South Korean streamer and YouTuber (1978–2025)

Na Dong-hyun (나동현; 31 October 1978 – 6 September 2025), widely known as his online alias Great Library and BuzzBean11, was a South Korean streamer and YouTuber. Best known for his gaming videos, he was one of South Korea's "first-generation" streamers, and has been credited with popularizing online livestreaming in his home country. His popularity on YouTube gained him 1.4 million subscribers and 1.5 billion views.

==Life and career==
Na Dong-hyun was born on 31 October 1978 in Yongsan District, Seoul, South Korea. According to his interviews with the Kyunghyang Shinmun and the MBC, Na was born in a financially struggling household. Likewise, he never enrolled in a university, and found a job in the IT sector, working under Etoos, an online education platform developer, and SK Communications. Na later recalled that his experiences as a manager for a media task force greatly influenced him to pursue a career as a freelancing streamer.

Na began his broadcasting career as an amateur music channel host in SayClub, a South Korean online chat website, in 2002. After retiring from SK Communications in 2009, Na began streaming on Daum tvPot in 2010, later switching platforms to AfreecaTV the following year. His livestreams mostly consisted of playthroughs of various video games, including Amnesia: The Dark Descent, Princess Maker 2, and Sid Meier's Civilization V. His online alias, Great Library, was named in reference to the Great Library of Alexandria, which appears as an in-game structure in Civilization V.

In 2010, Na created his YouTube account and uploaded his first video, surpassing 1 million subscribers by July 2015. He began streaming on YouTube in 2016.

On November 23, 2016, Na was appointed as a member of the Internet Culture Policy Advisory Committee by the Korea Communications Commission. In 2018, he was awarded the Best Male Newcomer Award in Entertainment at the Korea Culture and Entertainment Awards.

== Death ==
Na was found dead at his home in Gwangjin District, Seoul, on 6 September 2025, at the age of 46, merely two days after his last stream. His body was discovered by firefighters and police who were dispatched after receiving a report from an acquaintance that he had not shown up for an appointment and was not responding to their calls. No suicide notes or signs of break-ins at his home were reported. His ex-wife, Lee Chae-won, reported that the cause of his death was a cerebral hemorrhage.

Numerous fans and fellow streamers expressed their condolences over Na's death. The Chosun Ilbo described him as a "symbolic figure" in the "age of personal media" and a "pioneer of personal broadcasting". The Kyunghyang Shinmun credited him with popularizing online video game livestreaming in South Korea and developing a viable single-person streaming business model based on family-friendly content and corporate sponsors.

Problems to work on =>
(a) Answer these questions about the Na Dong-hyun biography:
(i) In what year did Na begin streaming on Daum tvPot?
(ii) Which body appointed Na to the Internet Culture Policy Advisory Committee?
(iii) According to his ex-wife, what caused Na's death?
(b) Transcribe the part of the Na Dong-hyun biography that opens with the words containing "On November 23, 2016, Na" and closes with "a cerebral hemorrhage.".

Referring expression pointing data =>
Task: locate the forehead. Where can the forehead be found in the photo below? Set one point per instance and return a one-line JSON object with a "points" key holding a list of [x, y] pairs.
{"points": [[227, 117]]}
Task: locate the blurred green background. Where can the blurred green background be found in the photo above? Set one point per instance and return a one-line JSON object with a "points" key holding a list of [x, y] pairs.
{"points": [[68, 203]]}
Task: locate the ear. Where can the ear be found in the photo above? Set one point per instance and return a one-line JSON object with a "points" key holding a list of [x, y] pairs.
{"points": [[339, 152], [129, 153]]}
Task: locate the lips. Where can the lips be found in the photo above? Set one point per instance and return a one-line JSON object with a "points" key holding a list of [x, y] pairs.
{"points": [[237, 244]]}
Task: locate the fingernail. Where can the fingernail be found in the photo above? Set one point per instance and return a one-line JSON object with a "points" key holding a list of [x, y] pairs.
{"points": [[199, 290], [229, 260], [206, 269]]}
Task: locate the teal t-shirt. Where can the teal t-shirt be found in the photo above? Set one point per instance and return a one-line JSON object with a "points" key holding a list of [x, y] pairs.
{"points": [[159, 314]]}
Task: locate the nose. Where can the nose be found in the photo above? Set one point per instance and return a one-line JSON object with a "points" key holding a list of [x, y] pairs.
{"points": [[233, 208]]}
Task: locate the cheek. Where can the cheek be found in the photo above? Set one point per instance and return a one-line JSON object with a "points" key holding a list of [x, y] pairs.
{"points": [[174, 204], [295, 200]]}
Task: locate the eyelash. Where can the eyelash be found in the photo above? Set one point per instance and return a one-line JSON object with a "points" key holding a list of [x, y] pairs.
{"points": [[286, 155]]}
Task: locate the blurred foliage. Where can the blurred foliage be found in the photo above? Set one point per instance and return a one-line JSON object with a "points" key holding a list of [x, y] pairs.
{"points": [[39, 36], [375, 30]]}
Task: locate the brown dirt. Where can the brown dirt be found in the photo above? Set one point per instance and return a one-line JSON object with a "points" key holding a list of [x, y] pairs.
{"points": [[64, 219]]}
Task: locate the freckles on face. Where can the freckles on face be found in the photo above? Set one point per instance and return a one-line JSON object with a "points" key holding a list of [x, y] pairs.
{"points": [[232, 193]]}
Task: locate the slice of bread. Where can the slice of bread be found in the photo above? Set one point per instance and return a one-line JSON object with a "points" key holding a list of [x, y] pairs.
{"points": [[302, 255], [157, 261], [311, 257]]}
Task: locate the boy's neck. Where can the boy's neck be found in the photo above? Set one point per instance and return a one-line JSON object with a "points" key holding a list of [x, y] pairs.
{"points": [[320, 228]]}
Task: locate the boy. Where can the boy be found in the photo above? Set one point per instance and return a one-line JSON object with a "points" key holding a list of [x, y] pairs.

Responses for each task =>
(a)
(i) 2010
(ii) The Korea Communications Commission
(iii) A cerebral hemorrhage

(b)
On November 23, 2016, Na was appointed as a member of the Internet Culture Policy Advisory Committee by the Korea Communications Commission. In 2018, he was awarded the Best Male Newcomer Award in Entertainment at the Korea Culture and Entertainment Awards.

== Death ==
Na was found dead at his home in Gwangjin District, Seoul, on 6 September 2025, at the age of 46, merely two days after his last stream. His body was discovered by firefighters and police who were dispatched after receiving a report from an acquaintance that he had not shown up for an appointment and was not responding to their calls. No suicide notes or signs of break-ins at his home were reported. His ex-wife, Lee Chae-won, reported that the cause of his death was a cerebral hemorrhage.